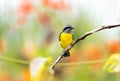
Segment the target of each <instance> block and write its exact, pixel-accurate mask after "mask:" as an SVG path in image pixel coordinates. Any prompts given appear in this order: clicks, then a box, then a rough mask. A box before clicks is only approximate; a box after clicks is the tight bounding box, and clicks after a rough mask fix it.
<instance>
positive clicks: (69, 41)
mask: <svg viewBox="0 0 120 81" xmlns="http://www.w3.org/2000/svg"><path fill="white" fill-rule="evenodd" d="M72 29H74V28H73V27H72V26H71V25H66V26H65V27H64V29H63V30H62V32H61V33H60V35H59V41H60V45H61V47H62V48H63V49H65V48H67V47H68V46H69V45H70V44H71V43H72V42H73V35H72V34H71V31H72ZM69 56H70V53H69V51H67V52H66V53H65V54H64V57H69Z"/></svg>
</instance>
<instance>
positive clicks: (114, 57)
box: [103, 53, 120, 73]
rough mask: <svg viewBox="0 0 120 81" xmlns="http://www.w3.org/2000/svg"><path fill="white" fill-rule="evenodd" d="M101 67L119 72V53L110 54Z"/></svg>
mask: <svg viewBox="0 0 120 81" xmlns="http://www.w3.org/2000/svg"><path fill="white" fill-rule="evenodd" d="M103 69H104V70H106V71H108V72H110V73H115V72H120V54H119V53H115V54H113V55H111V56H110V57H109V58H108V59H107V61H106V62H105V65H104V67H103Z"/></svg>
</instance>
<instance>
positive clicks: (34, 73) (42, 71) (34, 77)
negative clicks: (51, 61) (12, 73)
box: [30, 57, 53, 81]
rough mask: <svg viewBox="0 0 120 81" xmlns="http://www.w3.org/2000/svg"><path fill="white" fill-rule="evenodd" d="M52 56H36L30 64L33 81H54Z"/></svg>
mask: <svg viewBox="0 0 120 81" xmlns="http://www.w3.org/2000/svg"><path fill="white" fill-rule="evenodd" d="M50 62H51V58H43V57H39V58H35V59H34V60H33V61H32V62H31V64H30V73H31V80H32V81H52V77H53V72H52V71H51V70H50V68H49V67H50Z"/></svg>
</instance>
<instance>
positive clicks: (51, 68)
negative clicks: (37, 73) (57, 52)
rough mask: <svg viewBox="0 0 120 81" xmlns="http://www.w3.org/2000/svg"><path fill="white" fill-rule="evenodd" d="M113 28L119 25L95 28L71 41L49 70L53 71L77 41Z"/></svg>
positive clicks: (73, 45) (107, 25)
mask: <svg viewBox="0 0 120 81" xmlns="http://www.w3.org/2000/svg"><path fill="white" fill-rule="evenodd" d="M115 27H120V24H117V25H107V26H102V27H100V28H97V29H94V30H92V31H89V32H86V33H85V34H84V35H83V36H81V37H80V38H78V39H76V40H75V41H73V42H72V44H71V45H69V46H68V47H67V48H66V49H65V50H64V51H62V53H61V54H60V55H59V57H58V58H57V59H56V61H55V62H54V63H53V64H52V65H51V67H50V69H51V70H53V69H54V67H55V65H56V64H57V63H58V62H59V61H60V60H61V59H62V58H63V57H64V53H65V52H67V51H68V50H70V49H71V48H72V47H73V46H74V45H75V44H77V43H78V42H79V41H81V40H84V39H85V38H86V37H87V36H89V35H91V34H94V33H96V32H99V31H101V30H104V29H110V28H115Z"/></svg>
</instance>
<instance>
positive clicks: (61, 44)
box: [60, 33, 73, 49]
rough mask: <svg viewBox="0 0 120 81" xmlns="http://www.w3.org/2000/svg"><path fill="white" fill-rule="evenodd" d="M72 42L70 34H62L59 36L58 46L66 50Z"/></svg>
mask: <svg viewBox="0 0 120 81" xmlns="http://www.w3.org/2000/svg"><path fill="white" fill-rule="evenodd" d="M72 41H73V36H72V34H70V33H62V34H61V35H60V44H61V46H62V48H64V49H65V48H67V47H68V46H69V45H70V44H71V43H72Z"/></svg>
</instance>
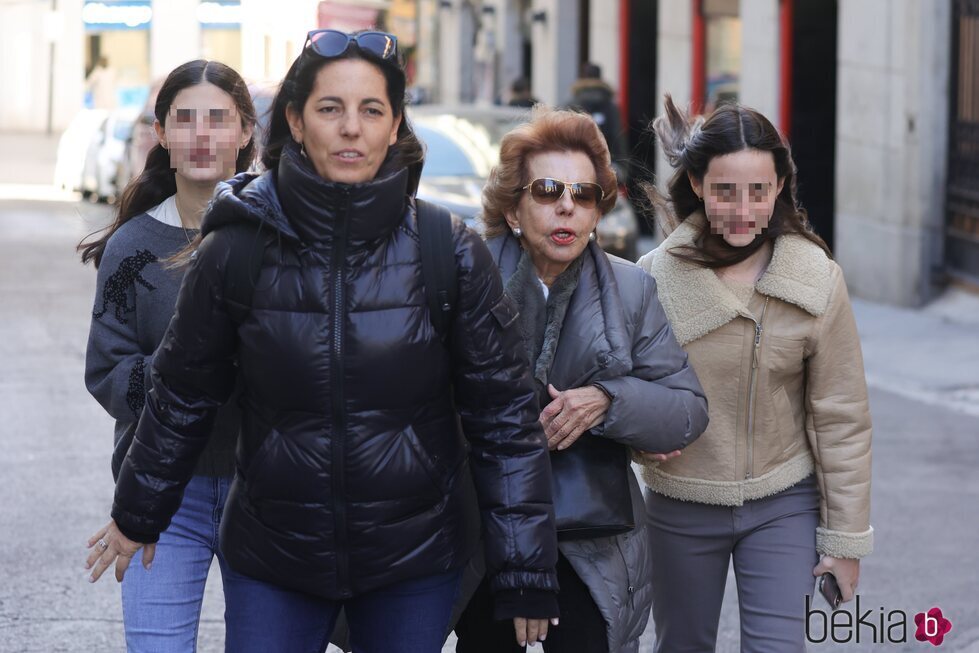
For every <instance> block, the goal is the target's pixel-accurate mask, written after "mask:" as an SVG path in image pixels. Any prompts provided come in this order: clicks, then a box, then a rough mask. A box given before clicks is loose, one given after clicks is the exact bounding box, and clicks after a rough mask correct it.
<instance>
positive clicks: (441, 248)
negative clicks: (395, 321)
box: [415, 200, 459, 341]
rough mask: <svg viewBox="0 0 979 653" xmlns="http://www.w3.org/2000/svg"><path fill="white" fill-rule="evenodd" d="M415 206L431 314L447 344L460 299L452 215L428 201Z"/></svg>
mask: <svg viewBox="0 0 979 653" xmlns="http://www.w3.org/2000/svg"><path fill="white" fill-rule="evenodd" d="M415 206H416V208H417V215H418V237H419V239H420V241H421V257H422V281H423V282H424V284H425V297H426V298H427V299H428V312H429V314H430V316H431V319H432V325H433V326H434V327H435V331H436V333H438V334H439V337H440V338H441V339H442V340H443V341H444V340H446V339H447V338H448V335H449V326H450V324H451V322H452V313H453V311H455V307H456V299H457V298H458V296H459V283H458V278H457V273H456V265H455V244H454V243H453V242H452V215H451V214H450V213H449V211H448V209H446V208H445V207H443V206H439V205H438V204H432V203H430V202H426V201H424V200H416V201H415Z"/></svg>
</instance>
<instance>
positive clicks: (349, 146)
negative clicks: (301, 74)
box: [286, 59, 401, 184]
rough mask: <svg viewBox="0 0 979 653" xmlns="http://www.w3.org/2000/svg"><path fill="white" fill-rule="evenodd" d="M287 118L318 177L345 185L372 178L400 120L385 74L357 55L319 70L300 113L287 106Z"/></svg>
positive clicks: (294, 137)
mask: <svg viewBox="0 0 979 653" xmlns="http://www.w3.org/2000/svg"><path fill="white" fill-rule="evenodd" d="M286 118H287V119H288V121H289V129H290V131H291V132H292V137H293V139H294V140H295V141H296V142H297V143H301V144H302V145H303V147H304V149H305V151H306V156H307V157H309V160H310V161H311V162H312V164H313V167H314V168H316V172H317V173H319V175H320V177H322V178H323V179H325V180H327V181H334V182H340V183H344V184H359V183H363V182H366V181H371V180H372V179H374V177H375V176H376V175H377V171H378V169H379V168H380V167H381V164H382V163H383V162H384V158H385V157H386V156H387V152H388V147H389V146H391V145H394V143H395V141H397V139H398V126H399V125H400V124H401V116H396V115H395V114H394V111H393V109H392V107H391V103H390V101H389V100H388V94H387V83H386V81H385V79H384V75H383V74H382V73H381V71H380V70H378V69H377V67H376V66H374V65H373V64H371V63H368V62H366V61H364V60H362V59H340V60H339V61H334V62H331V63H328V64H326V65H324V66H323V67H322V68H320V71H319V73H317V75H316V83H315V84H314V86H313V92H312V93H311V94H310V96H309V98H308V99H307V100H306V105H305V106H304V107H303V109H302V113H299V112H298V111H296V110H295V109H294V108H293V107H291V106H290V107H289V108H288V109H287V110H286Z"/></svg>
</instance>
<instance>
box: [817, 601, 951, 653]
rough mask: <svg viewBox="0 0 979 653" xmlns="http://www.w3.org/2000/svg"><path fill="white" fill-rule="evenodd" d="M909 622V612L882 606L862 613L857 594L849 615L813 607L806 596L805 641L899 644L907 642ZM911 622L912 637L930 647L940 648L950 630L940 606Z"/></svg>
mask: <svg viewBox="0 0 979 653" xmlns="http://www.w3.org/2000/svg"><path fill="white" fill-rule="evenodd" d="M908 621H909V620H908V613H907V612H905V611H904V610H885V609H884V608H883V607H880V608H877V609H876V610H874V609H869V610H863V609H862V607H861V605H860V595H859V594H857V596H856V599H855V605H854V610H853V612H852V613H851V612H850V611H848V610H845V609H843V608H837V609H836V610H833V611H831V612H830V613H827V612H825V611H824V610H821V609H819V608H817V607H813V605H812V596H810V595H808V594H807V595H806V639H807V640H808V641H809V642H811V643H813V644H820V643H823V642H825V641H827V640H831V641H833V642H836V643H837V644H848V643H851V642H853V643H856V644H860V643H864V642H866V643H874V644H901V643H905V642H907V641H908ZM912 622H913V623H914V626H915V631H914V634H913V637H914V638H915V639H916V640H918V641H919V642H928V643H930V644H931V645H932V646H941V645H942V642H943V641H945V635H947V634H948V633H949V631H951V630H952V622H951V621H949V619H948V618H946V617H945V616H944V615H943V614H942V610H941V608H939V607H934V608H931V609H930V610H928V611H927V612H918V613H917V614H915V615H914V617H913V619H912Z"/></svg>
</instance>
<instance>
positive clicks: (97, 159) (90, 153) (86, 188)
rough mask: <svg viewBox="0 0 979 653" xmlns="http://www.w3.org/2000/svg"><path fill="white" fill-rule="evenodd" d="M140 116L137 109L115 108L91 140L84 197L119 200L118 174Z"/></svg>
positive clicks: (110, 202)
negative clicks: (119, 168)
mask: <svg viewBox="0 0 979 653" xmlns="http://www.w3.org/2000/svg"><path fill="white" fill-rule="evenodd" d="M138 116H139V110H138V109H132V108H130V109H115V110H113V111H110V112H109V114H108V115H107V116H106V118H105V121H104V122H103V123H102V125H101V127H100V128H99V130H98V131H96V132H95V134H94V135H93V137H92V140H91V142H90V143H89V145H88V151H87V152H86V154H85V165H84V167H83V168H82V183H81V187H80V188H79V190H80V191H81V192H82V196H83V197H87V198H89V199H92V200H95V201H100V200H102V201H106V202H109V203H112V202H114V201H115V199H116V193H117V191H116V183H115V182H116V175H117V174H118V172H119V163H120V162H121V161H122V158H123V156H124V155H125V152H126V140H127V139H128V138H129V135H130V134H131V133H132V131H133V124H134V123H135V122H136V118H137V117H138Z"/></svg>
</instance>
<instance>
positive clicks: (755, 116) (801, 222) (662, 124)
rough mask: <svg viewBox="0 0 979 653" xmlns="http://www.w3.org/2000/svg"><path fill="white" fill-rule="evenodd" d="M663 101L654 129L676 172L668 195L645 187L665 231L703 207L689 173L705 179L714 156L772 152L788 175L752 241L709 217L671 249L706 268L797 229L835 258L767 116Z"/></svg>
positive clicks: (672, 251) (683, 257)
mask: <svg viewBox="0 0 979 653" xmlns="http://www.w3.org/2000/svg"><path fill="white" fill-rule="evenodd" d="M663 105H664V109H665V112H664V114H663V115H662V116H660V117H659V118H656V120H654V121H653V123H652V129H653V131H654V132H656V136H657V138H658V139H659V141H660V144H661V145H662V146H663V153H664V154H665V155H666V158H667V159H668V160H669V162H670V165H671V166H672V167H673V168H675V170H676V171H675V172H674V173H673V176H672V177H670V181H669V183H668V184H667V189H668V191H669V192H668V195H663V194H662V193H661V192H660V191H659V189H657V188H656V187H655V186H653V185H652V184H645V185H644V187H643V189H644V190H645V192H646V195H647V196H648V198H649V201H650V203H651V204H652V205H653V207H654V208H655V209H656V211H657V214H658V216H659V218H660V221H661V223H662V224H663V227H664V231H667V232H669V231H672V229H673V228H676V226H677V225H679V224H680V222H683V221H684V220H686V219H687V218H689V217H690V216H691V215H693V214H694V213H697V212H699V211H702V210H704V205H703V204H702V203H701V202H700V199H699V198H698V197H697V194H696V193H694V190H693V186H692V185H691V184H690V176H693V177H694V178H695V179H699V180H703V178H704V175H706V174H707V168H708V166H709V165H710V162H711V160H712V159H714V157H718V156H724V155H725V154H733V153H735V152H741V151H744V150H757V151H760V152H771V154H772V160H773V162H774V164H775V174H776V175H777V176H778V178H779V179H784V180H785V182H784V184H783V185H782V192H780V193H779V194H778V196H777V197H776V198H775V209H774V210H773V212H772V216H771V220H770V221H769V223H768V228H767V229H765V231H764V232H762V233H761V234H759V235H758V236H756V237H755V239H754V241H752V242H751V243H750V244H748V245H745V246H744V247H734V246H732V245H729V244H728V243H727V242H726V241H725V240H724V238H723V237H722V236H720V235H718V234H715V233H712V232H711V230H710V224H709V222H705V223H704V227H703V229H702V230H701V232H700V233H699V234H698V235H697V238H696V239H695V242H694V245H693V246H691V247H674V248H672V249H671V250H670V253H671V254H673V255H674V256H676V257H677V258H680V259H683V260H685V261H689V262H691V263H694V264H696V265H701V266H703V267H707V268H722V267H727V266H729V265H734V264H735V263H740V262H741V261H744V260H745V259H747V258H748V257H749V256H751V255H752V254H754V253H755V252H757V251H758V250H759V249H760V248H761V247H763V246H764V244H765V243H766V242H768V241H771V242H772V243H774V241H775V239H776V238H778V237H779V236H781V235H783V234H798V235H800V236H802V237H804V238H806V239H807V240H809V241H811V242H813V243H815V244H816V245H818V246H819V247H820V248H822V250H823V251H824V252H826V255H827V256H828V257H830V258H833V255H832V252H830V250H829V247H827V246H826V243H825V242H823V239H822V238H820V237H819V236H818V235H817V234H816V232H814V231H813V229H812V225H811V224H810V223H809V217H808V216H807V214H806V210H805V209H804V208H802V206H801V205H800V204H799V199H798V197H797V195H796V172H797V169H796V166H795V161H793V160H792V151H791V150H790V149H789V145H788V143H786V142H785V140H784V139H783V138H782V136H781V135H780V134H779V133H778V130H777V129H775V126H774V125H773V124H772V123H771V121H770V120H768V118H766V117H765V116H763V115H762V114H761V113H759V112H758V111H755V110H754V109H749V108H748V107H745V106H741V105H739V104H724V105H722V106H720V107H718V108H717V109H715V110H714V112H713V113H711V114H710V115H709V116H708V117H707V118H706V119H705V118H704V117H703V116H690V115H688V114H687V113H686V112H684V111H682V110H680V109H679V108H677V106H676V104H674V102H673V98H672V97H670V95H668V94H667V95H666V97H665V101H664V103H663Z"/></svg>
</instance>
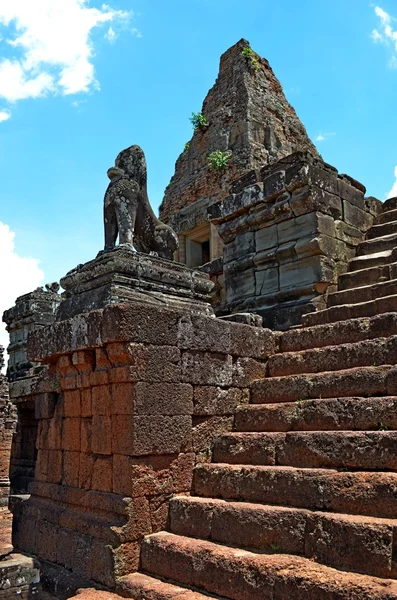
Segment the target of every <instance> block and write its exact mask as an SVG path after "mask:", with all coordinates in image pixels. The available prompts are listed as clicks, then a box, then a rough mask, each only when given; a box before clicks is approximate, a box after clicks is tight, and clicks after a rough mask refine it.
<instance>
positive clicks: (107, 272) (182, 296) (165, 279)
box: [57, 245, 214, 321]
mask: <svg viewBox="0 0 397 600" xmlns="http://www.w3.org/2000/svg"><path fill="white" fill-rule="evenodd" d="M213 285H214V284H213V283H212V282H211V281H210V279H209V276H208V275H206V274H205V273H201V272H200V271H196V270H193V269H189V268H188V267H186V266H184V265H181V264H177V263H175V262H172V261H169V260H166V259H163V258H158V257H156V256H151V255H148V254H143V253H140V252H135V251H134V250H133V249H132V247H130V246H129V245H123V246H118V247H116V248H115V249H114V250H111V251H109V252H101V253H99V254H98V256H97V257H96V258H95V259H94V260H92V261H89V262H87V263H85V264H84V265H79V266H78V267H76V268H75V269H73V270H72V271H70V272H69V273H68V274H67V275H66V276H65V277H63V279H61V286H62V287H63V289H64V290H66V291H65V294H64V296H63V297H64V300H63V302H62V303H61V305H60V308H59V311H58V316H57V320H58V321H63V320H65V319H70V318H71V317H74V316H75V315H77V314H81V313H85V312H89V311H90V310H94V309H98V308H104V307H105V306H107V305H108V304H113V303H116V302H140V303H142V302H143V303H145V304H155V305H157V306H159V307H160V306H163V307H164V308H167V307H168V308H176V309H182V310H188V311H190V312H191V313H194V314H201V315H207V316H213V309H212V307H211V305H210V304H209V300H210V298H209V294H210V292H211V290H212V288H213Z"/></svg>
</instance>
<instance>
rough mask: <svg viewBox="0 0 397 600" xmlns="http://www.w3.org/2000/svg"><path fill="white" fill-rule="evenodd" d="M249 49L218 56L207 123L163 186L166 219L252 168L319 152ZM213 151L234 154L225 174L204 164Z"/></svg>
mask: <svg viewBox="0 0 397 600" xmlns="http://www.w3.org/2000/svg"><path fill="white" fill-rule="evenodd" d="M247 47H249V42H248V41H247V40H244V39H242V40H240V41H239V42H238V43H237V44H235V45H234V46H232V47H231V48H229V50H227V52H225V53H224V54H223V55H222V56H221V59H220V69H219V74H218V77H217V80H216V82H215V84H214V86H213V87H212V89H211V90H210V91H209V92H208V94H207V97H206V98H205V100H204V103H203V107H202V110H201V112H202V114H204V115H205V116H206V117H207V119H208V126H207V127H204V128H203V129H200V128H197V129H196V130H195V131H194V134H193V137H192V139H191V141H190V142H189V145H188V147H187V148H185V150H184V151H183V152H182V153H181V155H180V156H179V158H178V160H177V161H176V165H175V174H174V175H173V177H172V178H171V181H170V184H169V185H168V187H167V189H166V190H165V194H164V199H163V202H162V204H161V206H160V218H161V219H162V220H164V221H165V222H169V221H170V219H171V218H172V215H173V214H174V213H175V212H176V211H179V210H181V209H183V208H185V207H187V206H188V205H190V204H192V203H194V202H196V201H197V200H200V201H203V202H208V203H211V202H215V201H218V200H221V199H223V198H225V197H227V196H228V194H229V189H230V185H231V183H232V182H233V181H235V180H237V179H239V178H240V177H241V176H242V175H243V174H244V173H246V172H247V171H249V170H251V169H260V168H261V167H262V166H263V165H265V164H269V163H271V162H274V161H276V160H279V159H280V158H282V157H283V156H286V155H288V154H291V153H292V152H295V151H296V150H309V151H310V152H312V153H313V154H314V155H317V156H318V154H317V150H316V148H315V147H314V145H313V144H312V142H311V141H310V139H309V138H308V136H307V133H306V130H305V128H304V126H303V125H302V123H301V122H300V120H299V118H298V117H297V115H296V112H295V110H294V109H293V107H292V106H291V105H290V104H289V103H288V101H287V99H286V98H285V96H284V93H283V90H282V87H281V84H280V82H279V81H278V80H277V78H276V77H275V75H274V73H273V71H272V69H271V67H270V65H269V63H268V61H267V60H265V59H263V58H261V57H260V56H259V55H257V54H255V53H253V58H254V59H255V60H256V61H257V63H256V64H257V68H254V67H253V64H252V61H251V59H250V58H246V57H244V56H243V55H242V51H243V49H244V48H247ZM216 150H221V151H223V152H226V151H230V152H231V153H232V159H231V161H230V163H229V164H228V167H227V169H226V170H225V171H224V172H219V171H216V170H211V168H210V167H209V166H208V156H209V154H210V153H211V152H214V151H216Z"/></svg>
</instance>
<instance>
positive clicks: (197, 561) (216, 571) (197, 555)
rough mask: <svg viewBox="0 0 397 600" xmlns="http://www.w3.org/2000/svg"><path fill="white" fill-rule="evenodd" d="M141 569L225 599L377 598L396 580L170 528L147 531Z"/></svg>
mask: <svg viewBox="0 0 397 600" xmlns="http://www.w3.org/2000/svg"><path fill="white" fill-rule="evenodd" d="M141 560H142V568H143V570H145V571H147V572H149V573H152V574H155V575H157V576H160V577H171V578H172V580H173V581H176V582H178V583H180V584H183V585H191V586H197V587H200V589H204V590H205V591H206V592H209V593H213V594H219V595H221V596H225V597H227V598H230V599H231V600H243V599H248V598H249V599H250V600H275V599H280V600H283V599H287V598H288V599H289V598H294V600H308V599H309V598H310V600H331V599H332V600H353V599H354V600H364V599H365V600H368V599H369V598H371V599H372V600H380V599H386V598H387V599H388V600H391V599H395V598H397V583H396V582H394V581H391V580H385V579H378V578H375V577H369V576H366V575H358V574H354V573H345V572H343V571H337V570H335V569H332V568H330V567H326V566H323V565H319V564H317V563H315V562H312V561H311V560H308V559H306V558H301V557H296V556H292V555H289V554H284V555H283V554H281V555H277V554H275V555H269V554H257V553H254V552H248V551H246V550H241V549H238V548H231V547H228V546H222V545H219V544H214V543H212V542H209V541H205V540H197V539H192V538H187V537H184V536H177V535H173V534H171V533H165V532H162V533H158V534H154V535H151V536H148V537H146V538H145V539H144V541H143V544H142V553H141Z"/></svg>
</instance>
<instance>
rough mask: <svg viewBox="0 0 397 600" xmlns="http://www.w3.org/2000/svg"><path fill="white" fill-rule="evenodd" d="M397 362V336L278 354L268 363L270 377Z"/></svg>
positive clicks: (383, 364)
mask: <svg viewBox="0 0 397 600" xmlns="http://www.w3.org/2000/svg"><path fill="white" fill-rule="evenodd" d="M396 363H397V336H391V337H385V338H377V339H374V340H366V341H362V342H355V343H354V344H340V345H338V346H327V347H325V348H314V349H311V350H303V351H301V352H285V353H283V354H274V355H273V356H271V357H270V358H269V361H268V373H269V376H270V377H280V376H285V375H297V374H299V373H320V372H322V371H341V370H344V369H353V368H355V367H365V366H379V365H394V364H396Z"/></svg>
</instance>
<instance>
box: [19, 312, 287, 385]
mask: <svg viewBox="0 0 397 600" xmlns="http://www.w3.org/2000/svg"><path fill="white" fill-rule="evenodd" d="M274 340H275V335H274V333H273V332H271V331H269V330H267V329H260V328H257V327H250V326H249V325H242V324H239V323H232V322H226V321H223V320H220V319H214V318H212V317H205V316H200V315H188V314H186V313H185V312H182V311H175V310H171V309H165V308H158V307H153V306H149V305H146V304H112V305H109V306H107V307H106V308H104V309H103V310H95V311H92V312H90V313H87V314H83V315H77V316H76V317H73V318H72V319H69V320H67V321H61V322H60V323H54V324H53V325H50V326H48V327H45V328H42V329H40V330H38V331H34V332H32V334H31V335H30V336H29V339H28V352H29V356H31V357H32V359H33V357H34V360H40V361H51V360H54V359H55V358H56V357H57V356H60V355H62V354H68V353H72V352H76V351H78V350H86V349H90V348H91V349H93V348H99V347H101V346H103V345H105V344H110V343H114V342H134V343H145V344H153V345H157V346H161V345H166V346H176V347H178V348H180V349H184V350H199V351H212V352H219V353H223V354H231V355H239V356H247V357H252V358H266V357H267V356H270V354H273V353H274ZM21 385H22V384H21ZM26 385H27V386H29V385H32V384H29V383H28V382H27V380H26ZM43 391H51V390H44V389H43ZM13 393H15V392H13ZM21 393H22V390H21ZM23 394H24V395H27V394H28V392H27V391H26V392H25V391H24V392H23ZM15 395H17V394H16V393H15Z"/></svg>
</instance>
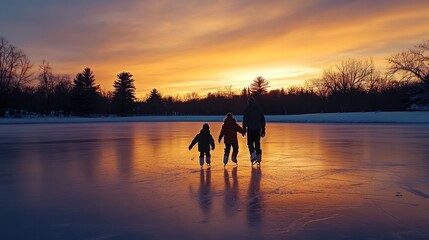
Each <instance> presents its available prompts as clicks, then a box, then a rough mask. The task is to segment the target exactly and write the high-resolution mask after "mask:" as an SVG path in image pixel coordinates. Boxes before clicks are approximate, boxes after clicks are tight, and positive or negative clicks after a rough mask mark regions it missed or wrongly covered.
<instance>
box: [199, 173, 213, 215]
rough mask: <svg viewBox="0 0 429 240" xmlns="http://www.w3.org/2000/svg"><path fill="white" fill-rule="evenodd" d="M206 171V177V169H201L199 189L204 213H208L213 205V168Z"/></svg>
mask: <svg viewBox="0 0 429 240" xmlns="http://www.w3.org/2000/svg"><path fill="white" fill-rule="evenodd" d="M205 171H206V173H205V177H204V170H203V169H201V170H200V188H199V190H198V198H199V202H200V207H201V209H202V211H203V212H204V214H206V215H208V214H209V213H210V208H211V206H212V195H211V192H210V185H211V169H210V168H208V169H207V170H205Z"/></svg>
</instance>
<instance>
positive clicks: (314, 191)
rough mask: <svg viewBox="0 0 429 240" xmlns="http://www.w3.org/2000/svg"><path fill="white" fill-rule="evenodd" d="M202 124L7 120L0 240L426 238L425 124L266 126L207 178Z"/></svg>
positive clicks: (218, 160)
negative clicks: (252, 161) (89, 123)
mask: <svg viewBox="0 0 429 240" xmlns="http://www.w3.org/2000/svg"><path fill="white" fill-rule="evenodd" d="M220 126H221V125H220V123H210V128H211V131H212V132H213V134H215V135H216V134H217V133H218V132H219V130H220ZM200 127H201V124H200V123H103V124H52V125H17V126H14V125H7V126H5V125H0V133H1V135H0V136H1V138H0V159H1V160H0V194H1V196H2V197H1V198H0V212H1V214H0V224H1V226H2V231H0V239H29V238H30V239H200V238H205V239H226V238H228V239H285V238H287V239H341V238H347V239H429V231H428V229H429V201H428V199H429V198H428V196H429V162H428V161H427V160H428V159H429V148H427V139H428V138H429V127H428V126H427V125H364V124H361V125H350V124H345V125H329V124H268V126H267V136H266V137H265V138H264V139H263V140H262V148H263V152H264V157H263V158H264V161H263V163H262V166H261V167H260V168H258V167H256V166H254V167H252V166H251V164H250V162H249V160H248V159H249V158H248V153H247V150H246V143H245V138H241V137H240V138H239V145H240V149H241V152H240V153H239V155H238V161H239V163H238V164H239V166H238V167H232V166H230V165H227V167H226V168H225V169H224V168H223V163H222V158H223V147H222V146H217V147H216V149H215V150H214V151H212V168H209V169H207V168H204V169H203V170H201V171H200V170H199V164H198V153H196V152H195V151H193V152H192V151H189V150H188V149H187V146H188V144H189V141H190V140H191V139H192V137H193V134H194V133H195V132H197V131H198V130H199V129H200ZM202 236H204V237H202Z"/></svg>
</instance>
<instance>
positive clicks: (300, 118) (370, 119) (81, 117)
-------
[The task]
Using the records above, copy word for word the line with "For every <instance>", the line with "118L318 177L345 185L372", and every line between them.

[Result]
For every <instance> block, the goal is the target's pixel-accurate mask, written after "mask:" as an SVG path in image pixels. Any prompts provided come in this order: clicks, then a box, then a rough mask. A box given before clicks is loose, one given after clicks is the exact bounding box, and clicks after a rough mask correct it.
<instance>
positive clicks: (441, 248)
negative clicks: (395, 321)
box: [415, 200, 459, 341]
rough mask: <svg viewBox="0 0 979 653" xmlns="http://www.w3.org/2000/svg"><path fill="white" fill-rule="evenodd" d="M415 206L431 314L447 344L460 299L452 215L428 201Z"/></svg>
mask: <svg viewBox="0 0 979 653" xmlns="http://www.w3.org/2000/svg"><path fill="white" fill-rule="evenodd" d="M415 206H416V208H417V215H418V237H419V239H420V241H421V257H422V281H423V282H424V284H425V297H426V298H427V299H428V312H429V314H430V316H431V319H432V325H433V326H434V327H435V331H436V333H438V334H439V337H440V338H441V339H442V340H443V341H444V340H446V339H447V338H448V335H449V326H450V324H451V322H452V313H453V311H455V307H456V299H457V298H458V296H459V283H458V278H457V273H456V265H455V244H454V243H453V242H452V215H451V214H450V213H449V211H448V209H446V208H445V207H443V206H439V205H438V204H432V203H430V202H426V201H424V200H416V201H415Z"/></svg>
</instance>
<instance>
positive clicks: (349, 146)
negative clicks: (301, 74)
box: [286, 59, 401, 184]
rough mask: <svg viewBox="0 0 979 653" xmlns="http://www.w3.org/2000/svg"><path fill="white" fill-rule="evenodd" d="M287 118L318 177L345 185L372 178L400 120L385 74L357 55L319 70L300 113L287 106Z"/></svg>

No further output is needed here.